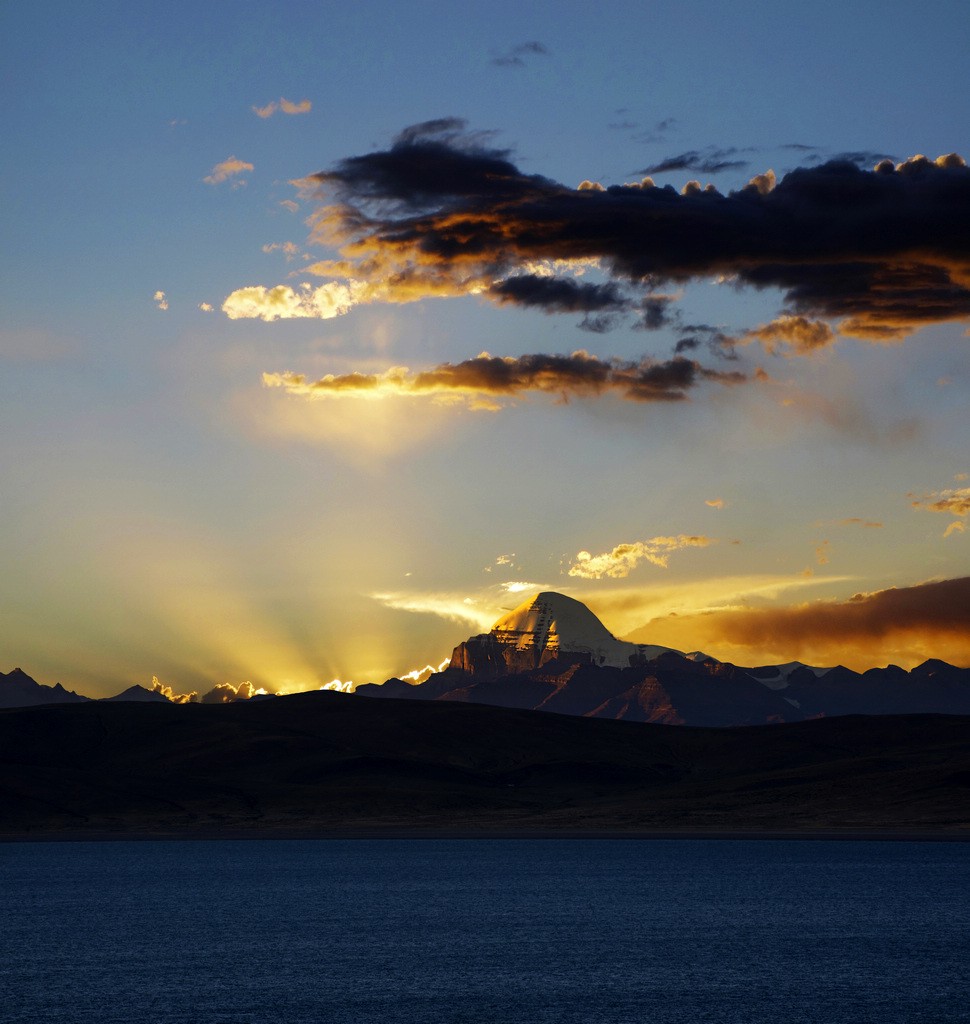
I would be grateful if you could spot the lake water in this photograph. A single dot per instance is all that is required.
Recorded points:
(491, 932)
--*--
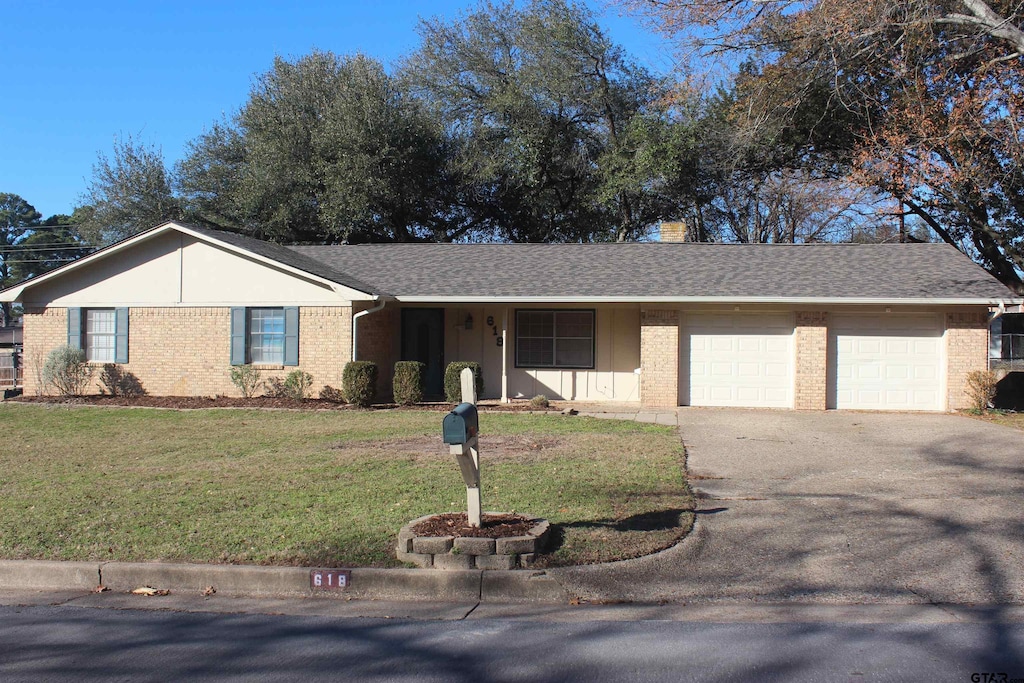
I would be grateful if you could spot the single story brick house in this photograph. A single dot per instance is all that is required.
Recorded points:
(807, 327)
--*--
§ **Requirement**: List every line in the listing above that contains the word "spot".

§ **Task answer**:
I would be grateful if you could spot the lake water in this photograph. A single dot per instance is all that is required.
I would be grateful if you could spot the single story brick house in this photograph. A single dot per instance is all that is required.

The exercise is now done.